_TASK MATERIAL_.
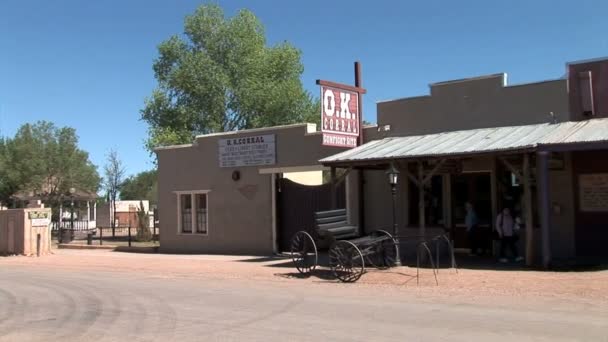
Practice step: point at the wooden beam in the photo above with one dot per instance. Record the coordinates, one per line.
(421, 209)
(542, 165)
(334, 202)
(342, 177)
(430, 175)
(528, 212)
(411, 177)
(512, 168)
(494, 194)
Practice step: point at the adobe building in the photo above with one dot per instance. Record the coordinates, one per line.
(25, 231)
(538, 148)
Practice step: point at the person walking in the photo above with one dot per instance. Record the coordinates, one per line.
(507, 228)
(471, 222)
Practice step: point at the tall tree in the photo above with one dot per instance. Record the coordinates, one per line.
(46, 160)
(143, 185)
(114, 176)
(222, 76)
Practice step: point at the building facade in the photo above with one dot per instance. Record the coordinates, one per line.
(208, 205)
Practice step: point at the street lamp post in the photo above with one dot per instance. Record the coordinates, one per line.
(393, 179)
(72, 191)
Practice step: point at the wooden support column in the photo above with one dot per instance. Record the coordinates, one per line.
(542, 165)
(528, 211)
(421, 209)
(447, 201)
(334, 202)
(88, 211)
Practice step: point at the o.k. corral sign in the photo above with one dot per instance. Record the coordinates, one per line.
(247, 151)
(341, 112)
(339, 117)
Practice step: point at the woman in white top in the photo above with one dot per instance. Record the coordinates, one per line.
(507, 227)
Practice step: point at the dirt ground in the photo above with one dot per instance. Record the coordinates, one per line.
(584, 288)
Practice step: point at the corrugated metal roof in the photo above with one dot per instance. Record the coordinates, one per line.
(475, 141)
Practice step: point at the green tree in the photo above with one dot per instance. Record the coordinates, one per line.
(221, 76)
(142, 186)
(114, 174)
(44, 159)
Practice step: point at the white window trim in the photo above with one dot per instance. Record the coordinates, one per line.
(192, 193)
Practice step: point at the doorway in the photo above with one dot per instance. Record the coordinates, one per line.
(475, 188)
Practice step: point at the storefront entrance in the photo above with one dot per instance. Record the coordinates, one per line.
(476, 189)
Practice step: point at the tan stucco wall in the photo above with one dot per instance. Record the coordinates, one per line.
(18, 236)
(240, 213)
(475, 103)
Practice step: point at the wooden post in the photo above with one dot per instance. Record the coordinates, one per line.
(421, 211)
(528, 212)
(334, 202)
(447, 201)
(542, 165)
(494, 194)
(361, 175)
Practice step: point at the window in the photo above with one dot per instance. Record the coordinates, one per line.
(192, 212)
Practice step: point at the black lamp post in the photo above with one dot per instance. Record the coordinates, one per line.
(393, 179)
(72, 191)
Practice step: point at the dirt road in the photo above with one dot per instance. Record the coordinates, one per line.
(90, 296)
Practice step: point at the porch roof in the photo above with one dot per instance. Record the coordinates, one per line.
(559, 136)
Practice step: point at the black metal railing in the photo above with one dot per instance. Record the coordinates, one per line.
(75, 225)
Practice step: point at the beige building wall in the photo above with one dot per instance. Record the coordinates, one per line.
(480, 102)
(19, 235)
(475, 103)
(240, 213)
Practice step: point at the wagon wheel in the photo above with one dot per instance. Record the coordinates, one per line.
(386, 250)
(304, 252)
(346, 261)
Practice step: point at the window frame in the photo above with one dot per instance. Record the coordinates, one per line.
(192, 194)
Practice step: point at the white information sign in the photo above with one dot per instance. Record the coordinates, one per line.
(247, 151)
(594, 192)
(40, 222)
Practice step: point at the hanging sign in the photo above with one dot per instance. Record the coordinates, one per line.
(340, 117)
(247, 151)
(39, 218)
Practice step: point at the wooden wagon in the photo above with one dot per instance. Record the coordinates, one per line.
(349, 252)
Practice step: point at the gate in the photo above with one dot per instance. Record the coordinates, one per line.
(297, 203)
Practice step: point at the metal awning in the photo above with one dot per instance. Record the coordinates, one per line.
(477, 141)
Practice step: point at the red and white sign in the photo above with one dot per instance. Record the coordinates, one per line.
(339, 117)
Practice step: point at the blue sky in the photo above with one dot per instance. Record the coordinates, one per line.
(88, 64)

_EXERCISE_. Rewrite all of the lines above as a JSON list of strings, with one string per line and blank lines omitted. Leave the pictures out.

_RESULT OF THE TASK_.
[
  "Practice step: point at the wooden beam in the photo above with one dot per instance. Record the coordinates, one per line.",
  "(421, 209)",
  "(542, 165)",
  "(334, 202)",
  "(342, 177)",
  "(430, 175)",
  "(528, 212)",
  "(411, 177)",
  "(512, 168)",
  "(494, 194)",
  "Practice step: point at the adobe building in the photo above with one dot per instance. Record the coordinates, one per line.",
  "(25, 231)",
  "(538, 148)",
  "Practice step: point at the person walking in the photo above with one dot per instance. Record the coordinates, one per line.",
  "(507, 228)",
  "(471, 222)",
  "Practice step: point at the tall tree in the photo above with one dot per instance. Record the coordinates, one per line.",
  "(46, 160)",
  "(143, 185)",
  "(114, 176)",
  "(222, 76)",
  "Practice step: point at the building facade in the photo above with one dot per instance. Record the coordinates, one per line.",
  "(208, 205)",
  "Practice step: point at the street lamp post in the photo above with one dot per instance. Record the coordinates, one per line.",
  "(393, 179)",
  "(72, 191)",
  "Practice step: point at the wooden support column in the photo above with one dot per instance. Record the coordinates, one per line.",
  "(542, 165)",
  "(528, 211)",
  "(421, 209)",
  "(447, 201)",
  "(334, 202)",
  "(88, 211)",
  "Practice step: point at the o.k. corral sign in the photo above with one dot per instance. Record the coordinates, one per line.",
  "(247, 151)",
  "(341, 112)",
  "(339, 117)",
  "Practice step: point at the woman in white top in the photo above with one dot per instance. Record the coordinates, one per line.",
  "(507, 227)",
  "Practice step: point at the dirt ground in the photo above with one dot per instance. Record the coordinates, one per line.",
  "(584, 288)",
  "Practice step: point at the corrugated metal roof in the photo above with one dot per instance. Record the coordinates, one per line.",
  "(475, 141)",
  "Practice step: point at the green tree in the photo above with one dot per instance. Record the coordinates, one per line.",
  "(221, 76)",
  "(142, 186)",
  "(114, 174)",
  "(44, 159)",
  "Practice step: point at the white window trim in the photo above with one dot per instance. Record the coordinates, one per line.",
  "(192, 193)",
  "Practice step: point at the doorway in the photo above with one dot per instance. Record the coordinates, one per line.",
  "(475, 188)",
  "Practice step: point at the storefront entrance in the photo above with one dot per instance. Record the coordinates, one per line.",
  "(476, 189)",
  "Practice step: point at the tan stucco wall in the photo above with one dot per instance. Record the coordinates, one per line.",
  "(18, 236)",
  "(240, 213)",
  "(475, 103)",
  "Practice step: point at the wooden post in the photo above with one dot per instance. Record the coordinates, one per line.",
  "(421, 211)",
  "(528, 212)",
  "(334, 202)",
  "(447, 201)",
  "(542, 165)",
  "(494, 194)",
  "(361, 175)",
  "Practice step: point at the window in the photo above with one dot per instance. Record the coordinates, one per line.",
  "(192, 212)",
  "Practice step: point at the black lamp post in the photo above with one dot per instance. Record the coordinates, one per line.",
  "(393, 179)",
  "(72, 191)",
  "Practice step: point at the dirt road in the photo above with one dot per instance. Record the coordinates, one per line.",
  "(90, 296)",
  "Practice step: point at the porch roof in the photo above with one dot per instance. Record the coordinates, one per line.",
  "(559, 136)",
  "Practice step: point at the black metal railing in the photo above with one dot per instance. Record the coordinates, one per line.",
  "(75, 225)",
  "Practice step: point at the beige building wall in the photo above with one dot per instance. Record the coordinates, one per line.",
  "(480, 102)",
  "(19, 235)",
  "(475, 103)",
  "(240, 213)",
  "Practice step: point at the wagon wheel in the photo above with one dot per instance. Record the coordinates, one per line.",
  "(386, 250)",
  "(304, 252)",
  "(346, 261)",
  "Practice step: point at the window frame in the photo above with one dot per instance. Record the coordinates, one per line.",
  "(192, 194)",
  "Practice step: point at the white information sign in the photo above with one dot per instance. Record the coordinates, one per line.",
  "(247, 151)",
  "(594, 192)",
  "(40, 222)",
  "Practice step: point at the hanging sign in the photo above with one dot per instance. Record the coordinates, one per line.",
  "(340, 117)",
  "(247, 151)",
  "(39, 218)",
  "Practice step: point at the wooden wagon in the photo above with one dot per instance. Record the coordinates, one per line.",
  "(349, 252)",
  "Practice step: point at the gate in the photo above with one dot per instance. Record the coordinates, one per line.",
  "(297, 203)",
  "Practice step: point at the metal awning in the photo above with one dot per instance. Record the coordinates, one per line.",
  "(477, 141)",
  "Practice step: point at the red and white sign in the photo above with one dot per instance. Record the coordinates, one per line.",
  "(339, 117)",
  "Practice step: point at the blue sky in the photo above with one dot per instance. Record the coordinates, one per line.",
  "(88, 64)"
]